# WHAT IS REQUIRED:
Convert everything from the line containing "Inventory check — is any bird's leg" down to the line containing "[[533, 371, 563, 476], [487, 372, 512, 466]]", both lines included, into a two-column CSV with the columns input and output. Give one row per record, with its text under input and its answer under output, each in a single quoted field with any line breaks turned into spaces.

# EXERCISE MATERIALS:
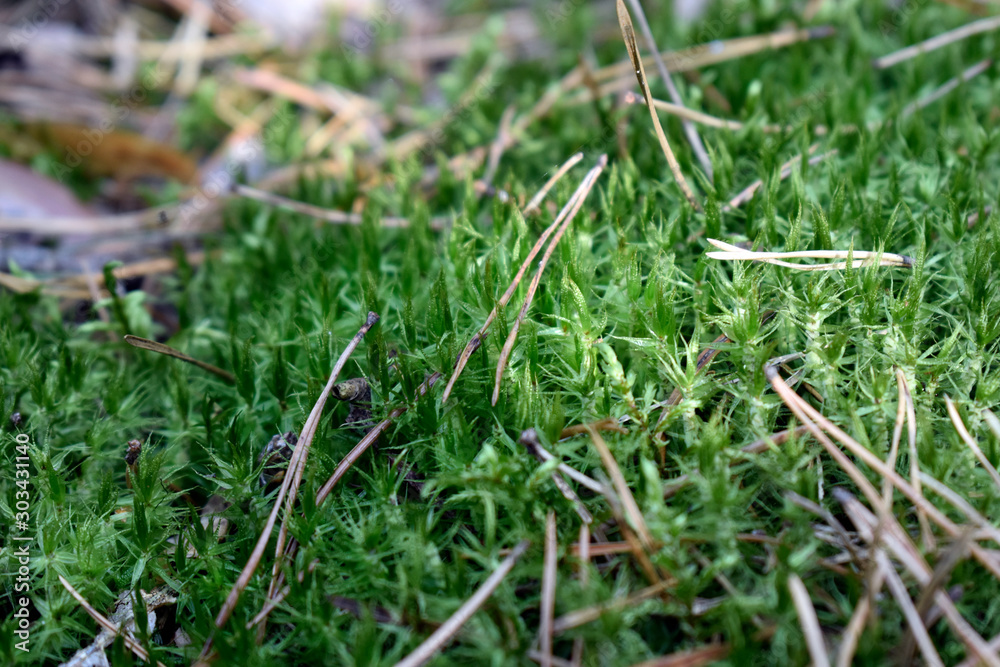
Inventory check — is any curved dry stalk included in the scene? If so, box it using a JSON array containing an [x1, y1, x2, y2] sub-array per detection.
[[899, 58, 993, 118], [944, 396, 1000, 488], [58, 574, 165, 667], [705, 239, 913, 271], [198, 312, 379, 661], [788, 574, 830, 667], [253, 373, 441, 636], [552, 580, 673, 635], [628, 0, 715, 181], [764, 360, 1000, 579], [538, 510, 559, 667], [872, 16, 1000, 69], [616, 0, 701, 211], [441, 153, 586, 404], [233, 184, 451, 230], [125, 334, 236, 384], [524, 152, 583, 217], [396, 540, 531, 667], [882, 368, 906, 510], [488, 155, 608, 405]]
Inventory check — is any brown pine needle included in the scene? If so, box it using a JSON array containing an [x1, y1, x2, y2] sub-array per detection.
[[629, 0, 715, 181], [491, 155, 608, 405], [705, 239, 913, 271], [616, 0, 701, 211], [632, 644, 730, 667], [199, 313, 379, 661], [316, 373, 441, 505], [233, 184, 451, 229], [58, 574, 165, 667], [538, 510, 559, 667], [441, 153, 587, 404], [764, 360, 1000, 578], [125, 334, 236, 384], [722, 144, 837, 213], [396, 540, 531, 667], [253, 373, 441, 627], [944, 396, 1000, 488], [872, 16, 1000, 69], [788, 574, 830, 667], [900, 58, 993, 118], [588, 429, 655, 552], [524, 153, 583, 217]]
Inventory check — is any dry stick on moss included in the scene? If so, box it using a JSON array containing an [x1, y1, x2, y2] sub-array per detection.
[[517, 428, 602, 525], [199, 312, 379, 661], [788, 574, 830, 667], [58, 574, 165, 667], [900, 373, 937, 553], [587, 428, 655, 552], [488, 155, 608, 405], [619, 0, 715, 181], [764, 360, 1000, 579], [538, 510, 559, 667], [724, 144, 837, 213], [254, 373, 441, 627], [944, 396, 1000, 488], [441, 153, 587, 404], [705, 239, 913, 271], [899, 58, 993, 118], [571, 523, 590, 667], [632, 643, 731, 667], [552, 581, 672, 635], [872, 16, 1000, 69], [233, 185, 451, 230], [834, 488, 1000, 667], [125, 334, 236, 384], [396, 540, 531, 667], [899, 530, 974, 665], [523, 152, 583, 215], [616, 0, 701, 211]]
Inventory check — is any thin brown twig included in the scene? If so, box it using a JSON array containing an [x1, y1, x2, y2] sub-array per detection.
[[616, 0, 701, 211], [396, 540, 531, 667], [491, 157, 604, 405], [944, 396, 1000, 488], [441, 153, 587, 404], [125, 334, 236, 384], [628, 0, 715, 182], [538, 510, 559, 667], [199, 312, 379, 661], [233, 184, 451, 230], [788, 574, 830, 667], [58, 574, 165, 667], [552, 580, 672, 635], [872, 16, 1000, 69]]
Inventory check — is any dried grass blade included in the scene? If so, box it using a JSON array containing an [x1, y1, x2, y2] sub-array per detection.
[[944, 396, 1000, 496], [552, 580, 671, 635], [629, 0, 715, 181], [59, 574, 165, 667], [396, 540, 531, 667], [705, 239, 913, 271], [441, 153, 586, 404], [125, 334, 236, 384], [788, 574, 830, 667], [199, 313, 379, 660], [492, 155, 608, 405], [872, 16, 1000, 69], [616, 0, 701, 211], [538, 510, 559, 667]]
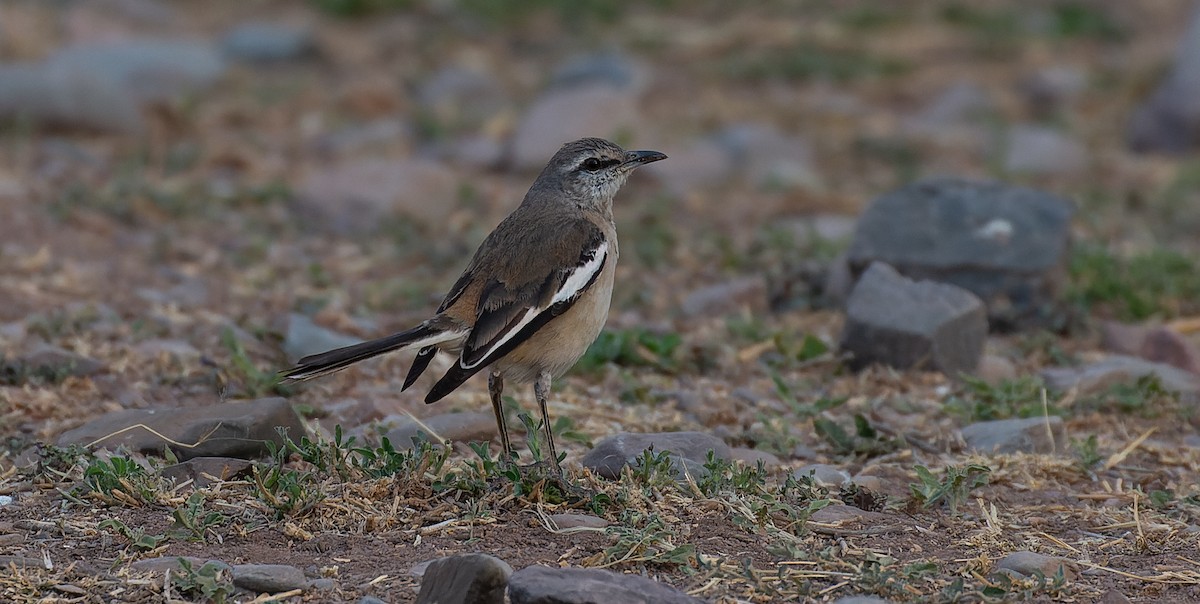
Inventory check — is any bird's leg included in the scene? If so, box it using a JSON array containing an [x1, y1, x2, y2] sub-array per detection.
[[533, 371, 563, 476], [487, 372, 512, 466]]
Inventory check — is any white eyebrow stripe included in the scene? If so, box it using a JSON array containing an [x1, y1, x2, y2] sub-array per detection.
[[458, 241, 608, 370]]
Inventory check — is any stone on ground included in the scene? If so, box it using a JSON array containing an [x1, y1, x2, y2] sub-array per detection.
[[384, 411, 498, 449], [580, 432, 733, 479], [996, 551, 1079, 580], [1042, 354, 1200, 395], [847, 179, 1073, 329], [58, 397, 305, 460], [962, 415, 1068, 453], [509, 567, 702, 604], [296, 159, 463, 234], [841, 263, 988, 377], [283, 312, 362, 360], [1127, 7, 1200, 154], [161, 458, 251, 488], [416, 554, 512, 604], [233, 564, 308, 593]]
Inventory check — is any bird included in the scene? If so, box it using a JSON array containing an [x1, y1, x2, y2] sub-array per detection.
[[282, 138, 667, 476]]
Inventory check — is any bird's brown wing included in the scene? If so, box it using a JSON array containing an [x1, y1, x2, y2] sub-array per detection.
[[426, 219, 611, 402]]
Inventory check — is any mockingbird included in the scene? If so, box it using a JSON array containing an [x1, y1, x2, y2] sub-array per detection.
[[283, 138, 666, 472]]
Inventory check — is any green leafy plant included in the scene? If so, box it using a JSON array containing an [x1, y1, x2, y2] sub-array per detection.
[[812, 413, 896, 456], [946, 375, 1061, 421], [168, 492, 227, 542], [1070, 435, 1104, 474], [221, 328, 292, 399], [96, 518, 167, 551], [170, 558, 234, 604], [908, 464, 991, 514], [576, 328, 683, 372], [83, 455, 162, 504]]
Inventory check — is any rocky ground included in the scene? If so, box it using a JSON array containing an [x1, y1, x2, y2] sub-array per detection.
[[0, 0, 1200, 604]]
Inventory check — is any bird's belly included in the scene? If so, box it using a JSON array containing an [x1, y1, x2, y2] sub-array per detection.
[[494, 262, 616, 382]]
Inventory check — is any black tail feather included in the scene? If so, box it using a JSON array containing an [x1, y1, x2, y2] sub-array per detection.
[[283, 323, 439, 381], [400, 346, 438, 391]]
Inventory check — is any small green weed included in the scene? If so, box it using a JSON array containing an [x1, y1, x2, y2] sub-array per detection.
[[1070, 435, 1104, 476], [83, 455, 163, 504], [812, 413, 896, 458], [1067, 244, 1200, 321], [221, 328, 292, 399], [576, 328, 683, 373], [96, 518, 167, 551], [170, 558, 234, 604], [908, 464, 991, 515], [946, 376, 1062, 421], [1075, 373, 1188, 418], [167, 492, 227, 542]]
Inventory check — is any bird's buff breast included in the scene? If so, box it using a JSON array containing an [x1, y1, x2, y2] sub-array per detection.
[[496, 241, 617, 382]]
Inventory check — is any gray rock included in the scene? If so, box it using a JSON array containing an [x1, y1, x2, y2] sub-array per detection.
[[679, 276, 768, 317], [133, 339, 200, 359], [1042, 354, 1200, 395], [841, 263, 988, 377], [1127, 7, 1200, 154], [731, 447, 782, 470], [308, 578, 337, 592], [137, 277, 209, 309], [547, 514, 612, 530], [449, 134, 506, 169], [974, 354, 1016, 385], [644, 140, 736, 196], [809, 503, 901, 528], [296, 154, 460, 234], [161, 458, 251, 489], [996, 551, 1079, 580], [0, 40, 226, 132], [233, 564, 308, 593], [221, 22, 314, 62], [130, 556, 232, 573], [384, 412, 499, 449], [550, 52, 647, 90], [580, 432, 733, 479], [416, 554, 512, 604], [416, 67, 506, 129], [283, 312, 362, 360], [847, 179, 1073, 329], [792, 464, 850, 489], [510, 84, 640, 171], [833, 596, 890, 604], [58, 397, 305, 460], [1004, 124, 1087, 175], [22, 346, 107, 377], [509, 567, 702, 604], [962, 415, 1068, 453], [1096, 590, 1132, 604], [1018, 65, 1087, 115], [716, 124, 822, 189], [902, 80, 996, 143], [312, 118, 413, 155]]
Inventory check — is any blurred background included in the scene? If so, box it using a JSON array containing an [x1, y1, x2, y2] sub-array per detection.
[[0, 0, 1200, 456]]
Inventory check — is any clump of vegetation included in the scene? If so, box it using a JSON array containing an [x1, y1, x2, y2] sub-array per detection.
[[946, 376, 1061, 421], [908, 464, 991, 514], [1067, 244, 1200, 321], [575, 328, 683, 372]]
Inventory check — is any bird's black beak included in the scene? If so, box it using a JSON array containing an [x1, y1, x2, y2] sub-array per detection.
[[624, 151, 667, 168]]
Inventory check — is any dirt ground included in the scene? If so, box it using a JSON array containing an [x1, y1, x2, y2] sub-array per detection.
[[0, 0, 1200, 603]]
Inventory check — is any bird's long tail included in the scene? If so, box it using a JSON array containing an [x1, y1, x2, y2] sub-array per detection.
[[283, 317, 466, 382]]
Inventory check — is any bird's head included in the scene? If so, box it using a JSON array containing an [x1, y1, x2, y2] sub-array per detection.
[[535, 138, 667, 208]]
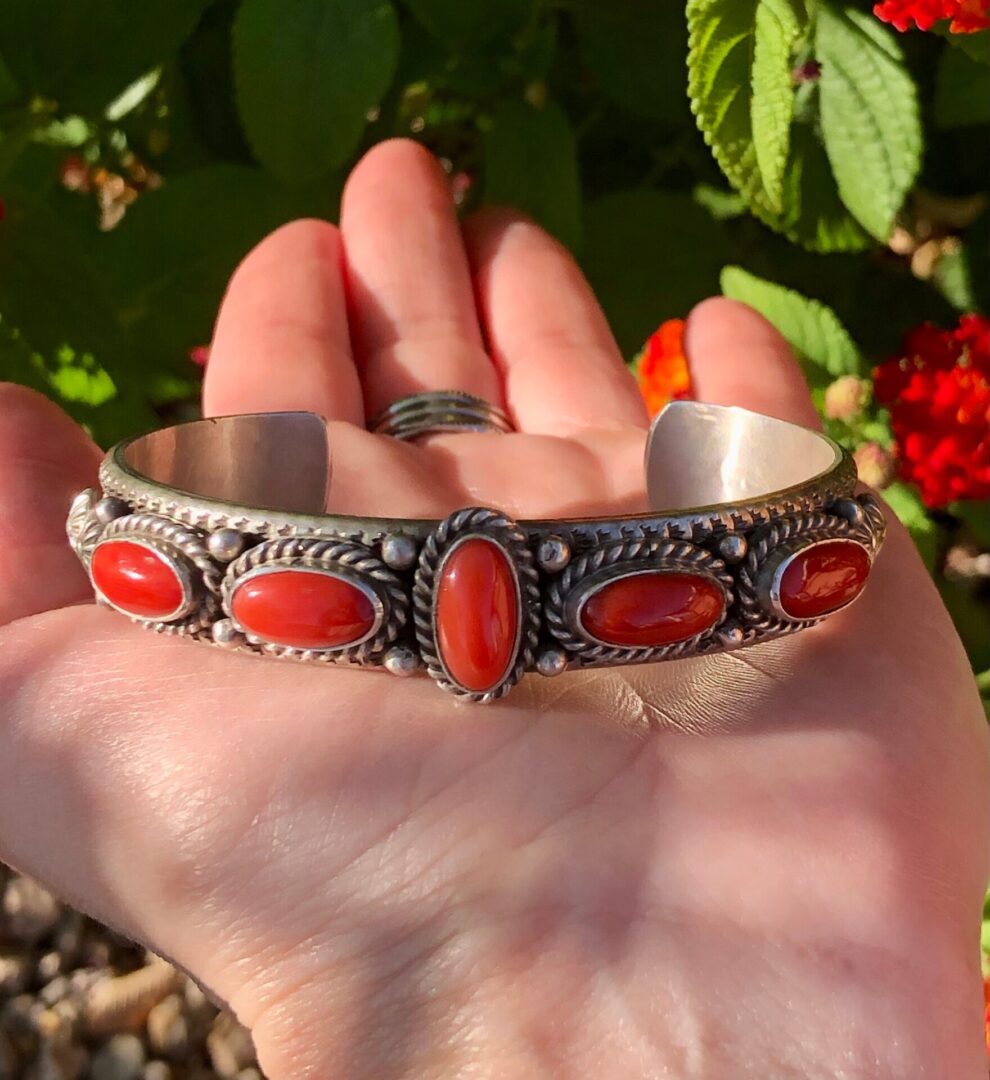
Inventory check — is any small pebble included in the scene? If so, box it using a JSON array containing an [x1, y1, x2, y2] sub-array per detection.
[[35, 953, 63, 983], [0, 953, 31, 1000], [146, 994, 190, 1061], [0, 877, 62, 945], [90, 1035, 145, 1080], [206, 1013, 257, 1080]]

# SOLVED PROBLEM:
input,output
"Inventory check — is any bird's leg included in the scene? If so, box it using a JSON array containing an [x1, y1, x2, y2] sub-array per detection.","[[533, 371, 563, 476], [487, 372, 512, 466]]"